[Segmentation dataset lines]
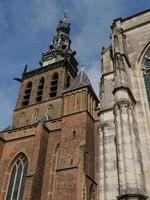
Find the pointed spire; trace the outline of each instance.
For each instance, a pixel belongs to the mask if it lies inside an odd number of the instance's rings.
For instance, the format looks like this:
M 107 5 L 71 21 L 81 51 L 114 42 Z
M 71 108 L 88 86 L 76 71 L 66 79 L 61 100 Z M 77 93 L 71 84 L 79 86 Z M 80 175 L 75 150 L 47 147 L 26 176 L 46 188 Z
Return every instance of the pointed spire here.
M 64 22 L 68 21 L 68 9 L 64 10 Z

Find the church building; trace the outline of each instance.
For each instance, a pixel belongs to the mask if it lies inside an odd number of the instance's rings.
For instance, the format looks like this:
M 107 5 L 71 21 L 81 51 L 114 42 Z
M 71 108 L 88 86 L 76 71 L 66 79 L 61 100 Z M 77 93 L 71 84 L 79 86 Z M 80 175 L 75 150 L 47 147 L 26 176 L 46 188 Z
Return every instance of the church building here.
M 40 67 L 16 79 L 12 124 L 0 133 L 0 200 L 95 198 L 99 99 L 69 33 L 64 17 Z
M 98 27 L 100 28 L 100 27 Z M 64 19 L 0 132 L 0 200 L 150 199 L 150 10 L 115 19 L 100 97 Z
M 101 71 L 99 200 L 150 199 L 150 10 L 114 20 Z

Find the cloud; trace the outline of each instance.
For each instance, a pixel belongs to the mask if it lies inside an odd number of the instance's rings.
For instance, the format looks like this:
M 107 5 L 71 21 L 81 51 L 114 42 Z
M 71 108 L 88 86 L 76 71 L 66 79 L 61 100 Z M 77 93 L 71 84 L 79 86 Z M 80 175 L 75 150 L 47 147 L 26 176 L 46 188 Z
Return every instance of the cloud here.
M 11 123 L 16 93 L 12 88 L 0 88 L 0 130 Z
M 150 2 L 146 0 L 1 1 L 0 123 L 6 125 L 11 121 L 18 92 L 12 78 L 21 76 L 26 63 L 30 70 L 38 67 L 41 53 L 52 41 L 64 9 L 69 9 L 72 47 L 78 53 L 79 68 L 84 65 L 98 94 L 100 52 L 102 46 L 110 42 L 112 20 L 134 14 L 148 6 Z

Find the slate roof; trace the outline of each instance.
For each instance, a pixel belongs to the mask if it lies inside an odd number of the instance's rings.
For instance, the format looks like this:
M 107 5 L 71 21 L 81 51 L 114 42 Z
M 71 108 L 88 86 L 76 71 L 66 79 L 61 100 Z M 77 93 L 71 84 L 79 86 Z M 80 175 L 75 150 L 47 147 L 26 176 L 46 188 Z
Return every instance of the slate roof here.
M 88 86 L 91 89 L 93 95 L 99 101 L 97 95 L 95 94 L 95 92 L 93 90 L 91 82 L 90 82 L 86 72 L 84 71 L 84 68 L 81 69 L 81 71 L 79 72 L 79 74 L 77 75 L 75 80 L 73 81 L 72 85 L 69 88 L 64 90 L 64 93 L 71 92 L 73 90 L 77 90 L 77 89 L 80 89 L 80 88 L 83 88 L 83 87 L 86 87 L 86 86 Z
M 1 132 L 5 132 L 5 131 L 10 131 L 12 128 L 13 128 L 12 125 L 9 125 L 5 129 L 3 129 L 2 131 L 0 131 L 0 133 Z

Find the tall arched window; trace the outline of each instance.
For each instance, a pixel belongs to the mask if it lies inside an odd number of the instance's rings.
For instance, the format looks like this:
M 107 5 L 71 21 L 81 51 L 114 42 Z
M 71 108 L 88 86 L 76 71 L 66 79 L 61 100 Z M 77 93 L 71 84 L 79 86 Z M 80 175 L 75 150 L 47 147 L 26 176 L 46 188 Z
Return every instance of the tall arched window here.
M 27 175 L 27 158 L 21 154 L 14 162 L 6 200 L 22 200 Z
M 90 185 L 89 188 L 89 200 L 95 200 L 95 189 L 93 183 Z
M 22 102 L 23 106 L 27 106 L 29 104 L 31 90 L 32 90 L 32 82 L 29 82 L 24 91 L 24 97 L 23 97 L 23 102 Z
M 65 88 L 68 88 L 70 87 L 70 76 L 67 76 L 67 80 L 66 80 L 66 87 Z
M 150 106 L 150 48 L 146 52 L 143 61 L 144 81 L 147 92 L 147 98 Z
M 57 88 L 58 88 L 58 73 L 54 73 L 51 80 L 51 87 L 50 87 L 50 98 L 55 97 L 57 95 Z
M 44 78 L 41 78 L 37 89 L 37 97 L 36 97 L 37 102 L 42 101 L 43 89 L 44 89 Z

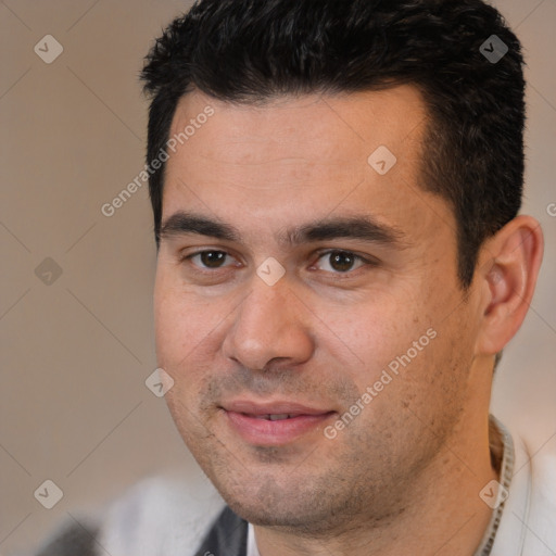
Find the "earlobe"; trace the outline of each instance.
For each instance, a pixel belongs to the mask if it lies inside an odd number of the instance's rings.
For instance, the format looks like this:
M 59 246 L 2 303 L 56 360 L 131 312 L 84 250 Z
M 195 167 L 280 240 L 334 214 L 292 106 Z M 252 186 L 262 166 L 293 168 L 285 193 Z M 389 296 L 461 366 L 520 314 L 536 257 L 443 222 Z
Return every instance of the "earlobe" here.
M 517 216 L 481 249 L 482 323 L 477 353 L 494 355 L 521 326 L 533 298 L 544 240 L 531 216 Z

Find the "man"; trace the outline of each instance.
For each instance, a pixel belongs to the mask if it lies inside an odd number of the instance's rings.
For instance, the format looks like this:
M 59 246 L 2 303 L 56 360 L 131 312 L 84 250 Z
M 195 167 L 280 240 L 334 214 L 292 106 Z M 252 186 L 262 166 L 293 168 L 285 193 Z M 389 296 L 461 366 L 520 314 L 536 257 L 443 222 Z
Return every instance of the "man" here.
M 543 252 L 496 10 L 203 0 L 142 77 L 159 366 L 227 503 L 182 549 L 556 554 L 489 415 Z

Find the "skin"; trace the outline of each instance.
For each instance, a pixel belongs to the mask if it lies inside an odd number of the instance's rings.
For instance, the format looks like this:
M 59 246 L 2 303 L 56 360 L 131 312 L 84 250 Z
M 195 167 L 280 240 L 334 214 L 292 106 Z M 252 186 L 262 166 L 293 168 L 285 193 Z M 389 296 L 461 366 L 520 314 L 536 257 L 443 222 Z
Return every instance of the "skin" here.
M 237 228 L 235 241 L 163 235 L 154 292 L 159 366 L 186 444 L 230 507 L 255 525 L 264 556 L 470 555 L 496 473 L 488 415 L 494 354 L 519 328 L 542 257 L 520 216 L 457 277 L 451 206 L 421 188 L 427 113 L 410 86 L 264 105 L 191 92 L 170 136 L 215 114 L 170 153 L 163 224 L 188 211 Z M 367 163 L 379 147 L 396 164 Z M 290 227 L 365 215 L 396 230 L 383 244 L 279 241 Z M 222 251 L 217 265 L 194 255 Z M 334 264 L 330 250 L 372 261 Z M 327 254 L 328 252 L 328 254 Z M 256 274 L 276 258 L 286 274 Z M 211 265 L 211 266 L 207 266 Z M 324 425 L 361 399 L 427 330 L 435 338 L 330 440 Z M 337 412 L 286 445 L 245 442 L 222 405 L 290 400 Z

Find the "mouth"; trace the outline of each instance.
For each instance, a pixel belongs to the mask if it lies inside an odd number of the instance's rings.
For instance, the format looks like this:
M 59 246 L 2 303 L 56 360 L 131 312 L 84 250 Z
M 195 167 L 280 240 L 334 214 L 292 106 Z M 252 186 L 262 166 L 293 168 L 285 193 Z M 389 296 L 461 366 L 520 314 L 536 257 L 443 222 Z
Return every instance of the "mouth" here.
M 245 442 L 257 446 L 291 443 L 320 430 L 337 412 L 291 402 L 256 404 L 236 401 L 222 407 L 227 425 Z

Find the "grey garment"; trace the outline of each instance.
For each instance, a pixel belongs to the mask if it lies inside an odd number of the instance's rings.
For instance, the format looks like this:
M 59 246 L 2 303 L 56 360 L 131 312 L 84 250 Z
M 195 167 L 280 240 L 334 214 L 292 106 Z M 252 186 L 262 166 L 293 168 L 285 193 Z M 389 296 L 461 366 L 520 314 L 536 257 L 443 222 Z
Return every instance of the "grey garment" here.
M 96 548 L 98 534 L 98 528 L 85 528 L 73 523 L 35 556 L 99 556 Z
M 226 506 L 211 527 L 195 556 L 245 556 L 248 522 Z

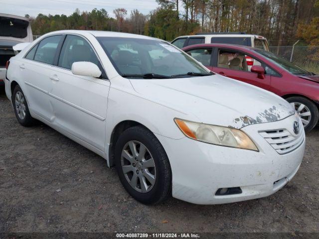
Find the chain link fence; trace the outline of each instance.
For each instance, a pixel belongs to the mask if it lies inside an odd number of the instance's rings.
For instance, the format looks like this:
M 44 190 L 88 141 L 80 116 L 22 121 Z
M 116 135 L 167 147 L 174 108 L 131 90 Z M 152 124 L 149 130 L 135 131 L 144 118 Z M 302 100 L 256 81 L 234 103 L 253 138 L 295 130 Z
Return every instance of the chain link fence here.
M 319 46 L 271 46 L 270 51 L 307 71 L 319 74 Z

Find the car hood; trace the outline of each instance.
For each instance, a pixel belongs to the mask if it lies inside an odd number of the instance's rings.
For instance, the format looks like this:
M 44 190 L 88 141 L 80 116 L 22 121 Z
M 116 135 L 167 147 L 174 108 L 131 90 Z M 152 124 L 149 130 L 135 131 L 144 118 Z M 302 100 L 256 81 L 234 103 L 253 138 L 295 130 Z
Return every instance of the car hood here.
M 130 81 L 141 97 L 188 115 L 185 120 L 240 128 L 279 120 L 295 113 L 279 96 L 217 74 Z

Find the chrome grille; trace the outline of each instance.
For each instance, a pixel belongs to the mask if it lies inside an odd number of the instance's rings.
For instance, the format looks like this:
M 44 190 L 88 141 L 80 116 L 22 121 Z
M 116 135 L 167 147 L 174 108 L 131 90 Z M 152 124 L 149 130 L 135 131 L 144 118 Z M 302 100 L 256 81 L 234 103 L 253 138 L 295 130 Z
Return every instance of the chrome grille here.
M 298 148 L 304 141 L 304 130 L 297 135 L 286 129 L 260 131 L 259 133 L 280 154 L 289 153 Z

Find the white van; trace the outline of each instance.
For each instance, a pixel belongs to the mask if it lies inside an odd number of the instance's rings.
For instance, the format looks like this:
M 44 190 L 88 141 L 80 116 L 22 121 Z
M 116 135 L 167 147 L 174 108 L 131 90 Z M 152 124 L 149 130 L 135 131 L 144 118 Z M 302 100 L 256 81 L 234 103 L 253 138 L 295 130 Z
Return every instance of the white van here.
M 171 44 L 181 49 L 190 45 L 207 43 L 234 44 L 269 51 L 269 45 L 265 37 L 245 32 L 197 33 L 193 35 L 179 36 L 171 42 Z
M 6 61 L 15 55 L 13 46 L 33 40 L 28 18 L 0 13 L 0 85 L 4 84 Z

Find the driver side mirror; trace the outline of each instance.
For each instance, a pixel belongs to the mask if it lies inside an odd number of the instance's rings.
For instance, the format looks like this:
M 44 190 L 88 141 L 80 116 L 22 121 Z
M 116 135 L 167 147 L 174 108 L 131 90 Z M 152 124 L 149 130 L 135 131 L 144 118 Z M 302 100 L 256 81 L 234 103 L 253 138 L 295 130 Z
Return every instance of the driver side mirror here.
M 257 77 L 262 80 L 265 79 L 265 69 L 261 66 L 253 66 L 250 71 L 257 73 Z
M 102 75 L 99 67 L 94 63 L 87 61 L 77 61 L 72 64 L 72 73 L 74 75 L 91 76 L 96 78 Z

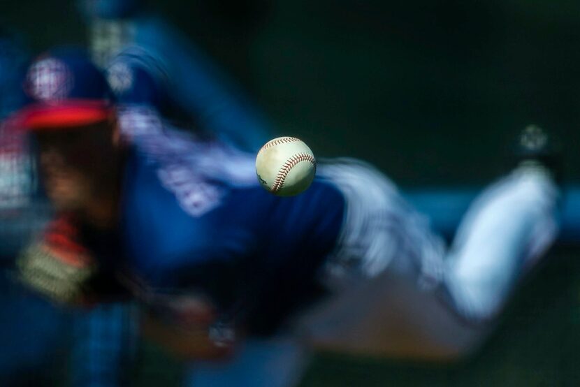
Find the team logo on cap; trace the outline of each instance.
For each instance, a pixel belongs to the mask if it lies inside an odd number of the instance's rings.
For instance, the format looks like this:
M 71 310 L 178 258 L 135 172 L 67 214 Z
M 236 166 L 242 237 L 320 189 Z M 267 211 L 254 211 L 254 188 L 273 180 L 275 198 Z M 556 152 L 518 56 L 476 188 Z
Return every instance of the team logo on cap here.
M 40 101 L 66 98 L 73 88 L 73 76 L 61 61 L 46 58 L 33 64 L 27 76 L 26 91 Z

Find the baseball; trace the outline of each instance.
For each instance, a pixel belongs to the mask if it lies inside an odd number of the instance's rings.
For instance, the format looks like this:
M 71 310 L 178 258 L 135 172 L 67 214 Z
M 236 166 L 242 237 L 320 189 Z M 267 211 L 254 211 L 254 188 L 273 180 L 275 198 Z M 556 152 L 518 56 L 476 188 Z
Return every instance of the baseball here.
M 267 191 L 291 196 L 310 185 L 316 160 L 308 146 L 295 137 L 278 137 L 266 143 L 256 157 L 258 180 Z

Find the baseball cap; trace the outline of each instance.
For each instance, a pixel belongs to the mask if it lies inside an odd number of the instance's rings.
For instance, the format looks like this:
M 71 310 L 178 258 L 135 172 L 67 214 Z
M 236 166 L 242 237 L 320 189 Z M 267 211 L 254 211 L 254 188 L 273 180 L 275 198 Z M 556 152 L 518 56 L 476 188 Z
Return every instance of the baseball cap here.
M 80 48 L 48 52 L 28 67 L 27 101 L 15 122 L 28 130 L 82 126 L 115 114 L 113 94 L 103 73 Z

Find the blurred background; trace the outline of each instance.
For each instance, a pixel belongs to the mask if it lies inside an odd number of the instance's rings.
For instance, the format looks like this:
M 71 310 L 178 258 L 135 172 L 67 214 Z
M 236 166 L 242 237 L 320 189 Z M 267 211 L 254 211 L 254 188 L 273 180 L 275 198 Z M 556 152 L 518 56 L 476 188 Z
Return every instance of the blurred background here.
M 274 134 L 298 136 L 319 156 L 368 160 L 404 188 L 479 187 L 507 170 L 516 133 L 535 123 L 561 140 L 567 183 L 580 178 L 580 2 L 148 4 L 234 80 Z M 3 0 L 0 26 L 32 54 L 88 42 L 72 0 Z M 472 359 L 320 353 L 302 385 L 577 385 L 580 256 L 575 247 L 551 256 Z M 179 385 L 179 362 L 147 343 L 138 358 L 136 385 Z M 50 383 L 66 383 L 66 365 Z

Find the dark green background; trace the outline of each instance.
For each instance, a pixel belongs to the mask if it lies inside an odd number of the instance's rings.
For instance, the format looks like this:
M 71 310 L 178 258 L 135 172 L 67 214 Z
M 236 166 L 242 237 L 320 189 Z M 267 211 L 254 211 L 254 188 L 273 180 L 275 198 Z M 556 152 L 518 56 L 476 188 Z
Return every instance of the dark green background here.
M 278 133 L 303 138 L 318 155 L 365 159 L 405 186 L 480 185 L 505 170 L 514 136 L 535 122 L 561 139 L 567 180 L 580 177 L 577 1 L 153 3 Z M 85 40 L 70 0 L 4 0 L 0 10 L 36 51 Z M 323 355 L 304 385 L 577 385 L 577 255 L 551 254 L 472 360 L 423 366 Z M 177 380 L 178 364 L 148 346 L 143 356 L 138 380 Z

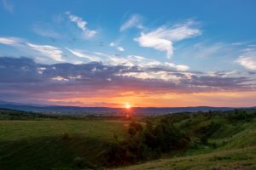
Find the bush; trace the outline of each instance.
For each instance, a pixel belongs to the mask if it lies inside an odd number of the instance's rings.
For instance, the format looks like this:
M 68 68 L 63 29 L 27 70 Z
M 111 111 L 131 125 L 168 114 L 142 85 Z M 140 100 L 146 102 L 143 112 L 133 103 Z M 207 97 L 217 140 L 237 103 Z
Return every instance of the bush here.
M 128 137 L 113 144 L 105 155 L 108 167 L 127 165 L 159 157 L 162 153 L 188 148 L 189 139 L 176 128 L 170 120 L 153 126 L 147 122 L 131 122 Z

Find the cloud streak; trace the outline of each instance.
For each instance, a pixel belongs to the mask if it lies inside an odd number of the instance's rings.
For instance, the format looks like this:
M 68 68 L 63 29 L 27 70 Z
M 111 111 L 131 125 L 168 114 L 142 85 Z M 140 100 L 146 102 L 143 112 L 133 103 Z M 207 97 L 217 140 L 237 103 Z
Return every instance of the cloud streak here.
M 141 47 L 152 48 L 158 51 L 166 52 L 171 58 L 173 54 L 173 42 L 194 37 L 201 34 L 201 31 L 195 27 L 195 23 L 189 20 L 183 24 L 177 24 L 172 27 L 161 26 L 152 31 L 141 32 L 134 38 Z
M 139 14 L 131 15 L 121 26 L 119 31 L 124 31 L 132 27 L 137 27 L 142 29 L 143 26 L 142 26 L 143 17 Z
M 96 31 L 87 28 L 87 22 L 81 17 L 72 14 L 69 11 L 67 11 L 66 14 L 68 16 L 69 20 L 76 23 L 77 26 L 83 31 L 82 36 L 84 39 L 93 37 L 97 33 Z

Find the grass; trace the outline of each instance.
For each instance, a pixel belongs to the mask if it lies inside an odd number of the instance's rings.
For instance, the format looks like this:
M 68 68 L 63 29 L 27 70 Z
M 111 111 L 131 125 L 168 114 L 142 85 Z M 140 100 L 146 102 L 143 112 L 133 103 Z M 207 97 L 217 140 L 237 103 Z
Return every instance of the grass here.
M 159 159 L 147 163 L 120 167 L 118 169 L 175 169 L 175 170 L 220 170 L 220 169 L 251 169 L 256 168 L 256 147 L 248 147 L 230 150 L 214 151 L 208 154 Z
M 193 140 L 198 137 L 196 129 L 212 122 L 219 126 L 212 129 L 207 144 L 117 169 L 256 169 L 255 118 L 233 120 L 221 114 L 187 113 L 168 116 L 179 129 L 192 132 Z M 127 137 L 130 123 L 120 117 L 59 118 L 26 112 L 20 115 L 14 110 L 3 110 L 1 117 L 5 119 L 0 120 L 1 170 L 104 169 L 104 151 L 112 143 Z M 157 122 L 161 117 L 166 116 L 135 120 L 144 126 L 146 119 Z
M 210 144 L 217 144 L 217 148 L 200 145 L 172 155 L 171 158 L 169 155 L 165 158 L 117 169 L 256 169 L 256 120 L 238 122 L 237 124 L 223 123 L 209 139 Z
M 1 169 L 100 166 L 101 152 L 126 122 L 0 121 Z M 83 165 L 81 165 L 83 164 Z

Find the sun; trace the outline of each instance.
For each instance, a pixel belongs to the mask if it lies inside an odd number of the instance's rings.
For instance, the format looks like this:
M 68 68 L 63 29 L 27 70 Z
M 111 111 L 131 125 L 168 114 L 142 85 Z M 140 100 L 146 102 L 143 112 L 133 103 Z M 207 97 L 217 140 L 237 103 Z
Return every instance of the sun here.
M 130 109 L 131 108 L 131 105 L 130 104 L 125 104 L 125 108 L 126 109 Z

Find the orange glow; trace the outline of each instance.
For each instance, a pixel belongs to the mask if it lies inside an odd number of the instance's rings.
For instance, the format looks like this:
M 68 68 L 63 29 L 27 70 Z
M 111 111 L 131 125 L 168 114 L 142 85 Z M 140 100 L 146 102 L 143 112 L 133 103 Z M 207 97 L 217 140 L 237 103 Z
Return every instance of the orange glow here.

WHAT YOU NEED TO DO:
Reproduce only the lines from the one containing "Find the orange" through the last line, swapping "orange glow" for "amber haze" and changing nothing else.

RIGHT ANSWER:
Find the amber haze; trace the outline of each instance.
For each instance, a pixel belongs to the mask if it lies inside an odd number of the instance's rings.
For instance, the format looks like this:
M 68 68 L 63 29 L 27 70 Z
M 111 111 L 131 125 L 168 114 L 142 85 Z M 140 100 L 146 102 L 143 112 L 133 103 Z M 207 97 L 217 140 L 237 103 Z
Return every instance of the amber haze here.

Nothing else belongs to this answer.